[Action item] Please repeat the data shown below, word for word.

++++ Data for processing ++++

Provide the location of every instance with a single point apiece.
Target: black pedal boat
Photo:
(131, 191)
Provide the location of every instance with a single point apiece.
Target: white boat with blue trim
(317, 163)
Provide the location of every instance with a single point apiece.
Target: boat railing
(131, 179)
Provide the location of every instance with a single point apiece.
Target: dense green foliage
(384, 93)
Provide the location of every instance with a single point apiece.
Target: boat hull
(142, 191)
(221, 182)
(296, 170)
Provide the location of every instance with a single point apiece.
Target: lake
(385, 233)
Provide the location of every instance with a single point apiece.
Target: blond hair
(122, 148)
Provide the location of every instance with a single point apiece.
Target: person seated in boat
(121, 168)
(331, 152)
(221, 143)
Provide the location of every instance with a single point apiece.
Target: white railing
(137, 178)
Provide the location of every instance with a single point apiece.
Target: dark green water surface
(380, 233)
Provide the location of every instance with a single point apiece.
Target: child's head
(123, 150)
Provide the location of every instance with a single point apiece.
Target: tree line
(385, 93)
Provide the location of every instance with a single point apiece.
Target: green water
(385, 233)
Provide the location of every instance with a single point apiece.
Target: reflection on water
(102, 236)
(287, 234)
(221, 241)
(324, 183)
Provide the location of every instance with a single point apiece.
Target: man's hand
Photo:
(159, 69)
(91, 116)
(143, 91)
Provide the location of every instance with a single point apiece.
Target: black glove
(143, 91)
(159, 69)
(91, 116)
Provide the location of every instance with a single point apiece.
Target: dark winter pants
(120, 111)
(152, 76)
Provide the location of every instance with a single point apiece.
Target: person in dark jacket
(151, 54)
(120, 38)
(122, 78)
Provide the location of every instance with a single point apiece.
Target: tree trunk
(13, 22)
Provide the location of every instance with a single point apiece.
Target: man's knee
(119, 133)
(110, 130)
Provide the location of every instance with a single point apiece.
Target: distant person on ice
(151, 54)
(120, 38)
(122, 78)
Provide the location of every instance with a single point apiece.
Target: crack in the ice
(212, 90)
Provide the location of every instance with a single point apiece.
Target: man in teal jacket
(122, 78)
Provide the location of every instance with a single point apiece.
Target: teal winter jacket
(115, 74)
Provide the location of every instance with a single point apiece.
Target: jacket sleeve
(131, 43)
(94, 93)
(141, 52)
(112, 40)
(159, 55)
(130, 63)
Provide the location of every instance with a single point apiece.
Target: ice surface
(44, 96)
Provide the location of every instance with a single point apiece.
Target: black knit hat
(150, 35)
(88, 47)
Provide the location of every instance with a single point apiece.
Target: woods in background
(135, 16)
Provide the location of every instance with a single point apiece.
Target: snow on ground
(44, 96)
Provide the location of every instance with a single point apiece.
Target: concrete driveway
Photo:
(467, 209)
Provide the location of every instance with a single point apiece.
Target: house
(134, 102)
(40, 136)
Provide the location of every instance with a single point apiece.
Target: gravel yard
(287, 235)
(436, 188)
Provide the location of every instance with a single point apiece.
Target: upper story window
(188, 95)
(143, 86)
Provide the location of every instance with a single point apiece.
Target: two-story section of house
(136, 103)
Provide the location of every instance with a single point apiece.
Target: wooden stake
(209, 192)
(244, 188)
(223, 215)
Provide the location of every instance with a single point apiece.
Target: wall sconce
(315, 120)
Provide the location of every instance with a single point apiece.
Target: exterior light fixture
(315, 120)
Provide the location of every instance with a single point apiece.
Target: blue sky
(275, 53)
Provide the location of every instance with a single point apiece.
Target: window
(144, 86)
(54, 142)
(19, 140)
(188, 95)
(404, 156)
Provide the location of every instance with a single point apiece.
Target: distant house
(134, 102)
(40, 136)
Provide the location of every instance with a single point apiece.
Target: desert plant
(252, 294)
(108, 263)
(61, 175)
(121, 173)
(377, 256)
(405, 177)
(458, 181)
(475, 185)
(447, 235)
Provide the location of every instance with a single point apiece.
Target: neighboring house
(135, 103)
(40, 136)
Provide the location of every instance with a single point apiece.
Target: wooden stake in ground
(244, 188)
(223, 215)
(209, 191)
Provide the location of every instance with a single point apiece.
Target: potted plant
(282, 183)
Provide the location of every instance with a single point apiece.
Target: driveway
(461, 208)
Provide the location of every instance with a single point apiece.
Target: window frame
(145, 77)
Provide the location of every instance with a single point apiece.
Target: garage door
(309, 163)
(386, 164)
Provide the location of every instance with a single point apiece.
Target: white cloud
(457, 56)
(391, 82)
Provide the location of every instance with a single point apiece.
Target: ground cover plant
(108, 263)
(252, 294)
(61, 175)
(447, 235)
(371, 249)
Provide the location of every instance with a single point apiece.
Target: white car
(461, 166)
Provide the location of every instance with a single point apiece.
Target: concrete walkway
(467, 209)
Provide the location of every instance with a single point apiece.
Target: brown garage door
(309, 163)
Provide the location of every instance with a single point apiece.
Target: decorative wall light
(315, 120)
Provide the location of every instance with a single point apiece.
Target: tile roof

++++

[Exercise output]
Provide the location of every instance with a single point apiece.
Target: black pedal boat
Photo:
(131, 191)
Provide the location of every instance with a single point apiece.
Target: white boat with blue trim
(317, 163)
Provide the location of every instance with a single point apiece.
Target: boat railing
(131, 179)
Provide the location of every instance with a single point apiece.
Target: dense green foliage
(384, 93)
Provide the location of every instance with a single point apiece.
Target: boat hull
(142, 191)
(221, 182)
(296, 170)
Provide the location of every instance with a single point apiece.
Target: lake
(385, 233)
Provide the location of every instance with a single point apiece.
Target: blond hair
(122, 148)
Provide the location of every instance with a single point apiece.
Target: person seated in boat
(121, 168)
(331, 152)
(221, 143)
Provide the location of every instance with a single point apiece.
Target: white railing
(137, 178)
Provide the location of every instance with a single point apiece.
Target: dark green water surface
(380, 233)
Provide the location of every instance with a single point apiece.
Target: child's head
(123, 150)
Provide the location of every instance with a single point apiece.
Target: tree line
(385, 93)
Provide the location of every instance with a single point apiece.
Target: green water
(385, 233)
Provide the location of every instance with a single point apiece.
Target: reflection on water
(102, 236)
(287, 234)
(221, 241)
(324, 183)
Provide the location of every instance with a single point apiece.
Target: man's hand
Photo:
(159, 69)
(91, 116)
(143, 91)
Provide the location of every instance with a single point apiece.
Target: black glove
(143, 91)
(159, 69)
(91, 116)
Provide the location of every instance with a single point apiece.
Target: dark winter pants
(120, 111)
(152, 76)
Provide the location of every instance with a single point apiece.
Target: person in dark jacket
(151, 54)
(120, 38)
(122, 78)
Provide the location of every instance with a single point apiece.
Target: tree trunk
(13, 22)
Provide the location of every instance with a single point apiece.
Target: man's knee
(119, 133)
(110, 130)
Provide the location of every instance with a single point apiece.
Target: distant person on ice
(151, 54)
(120, 38)
(122, 78)
Provide the location of every instance with a single point apiece.
Target: crack in the ice
(212, 90)
Provide the location of every instance with a single point apiece.
Target: man in teal jacket
(122, 78)
Provide the location of every instance with a single point apiece.
Target: teal winter jacket
(115, 74)
Provide the location of every instance with a single point apiece.
Target: jacket sleeve
(131, 43)
(94, 93)
(141, 52)
(112, 40)
(159, 55)
(130, 63)
Provide the location of every instance with a single point apiece.
Target: ice surface
(44, 96)
Provide the location of every instance with a single point apiece.
Target: black knit hat
(150, 35)
(88, 47)
Provide the location of every instance with a single point apiece.
Target: woods in background
(135, 16)
Provide the location of every instance with a single point apiece.
Target: snow on ground
(44, 96)
Provide the location of every instance with a single point apiece.
Target: concrete driveway
Photo:
(467, 209)
Provide the location of every instance with a single point apiece.
Target: house
(134, 102)
(40, 136)
Provide the location of every instance with a single point apiece.
Target: gravel yard
(287, 235)
(436, 188)
Provide the location of every instance with a single point apiece.
Target: upper story window
(188, 95)
(143, 86)
Provide the location of every instance with a single point apiece.
Target: two-story section of house
(136, 103)
Provide the location of every instance with a single point apiece.
Target: wooden stake
(209, 192)
(244, 188)
(223, 215)
Provide the location of every instance with a single point apiece.
Target: wall sconce
(315, 120)
Provide the location of every instance with a single point apiece.
Target: exterior light fixture
(315, 120)
Provide the location of every instance with a single point apiece.
Target: blue sky
(275, 53)
Provide the location of every instance with a single point apiece.
Target: window
(144, 86)
(54, 142)
(19, 140)
(188, 95)
(404, 156)
Provide the location of every instance with a single point apiece.
Target: distant house
(134, 102)
(40, 136)
Provide the location of every instance with a single point apiece.
Target: desert plant
(252, 294)
(108, 263)
(61, 175)
(121, 173)
(377, 256)
(405, 177)
(458, 181)
(475, 185)
(447, 235)
Provide the location of every instance with a single point apiece.
Target: neighboring house
(135, 103)
(40, 136)
Provide the location of every instance with a single point apiece.
Target: wooden stake in ground
(244, 188)
(223, 215)
(209, 191)
Provide the location of every instance with a single point apiece.
Target: potted plant
(282, 183)
Provide the location of every instance with a single point apiece.
Target: driveway
(461, 208)
Provide the location of every instance with a single point apiece.
Target: window frame
(145, 77)
Provide the location of every instance with a single point apiece.
Target: garage door
(309, 163)
(386, 164)
Provide the location of every instance with a single point apiece.
Target: white cloud
(457, 56)
(391, 82)
Provide the location of every instance with a single point apiece.
Target: ground cover plant
(108, 263)
(252, 294)
(61, 175)
(447, 235)
(371, 249)
Provide the location of every instance with a single point apiece.
Target: white car
(461, 166)
Provide the location of every instance with a single point apiece.
Target: concrete walkway
(467, 209)
Provide the location of every instance with a single point apiece.
Target: brown garage door
(309, 163)
Provide the location of every instance with a single point apiece.
Target: decorative wall light
(315, 120)
Provide the location of every instance with a single point apiece.
Target: tile roof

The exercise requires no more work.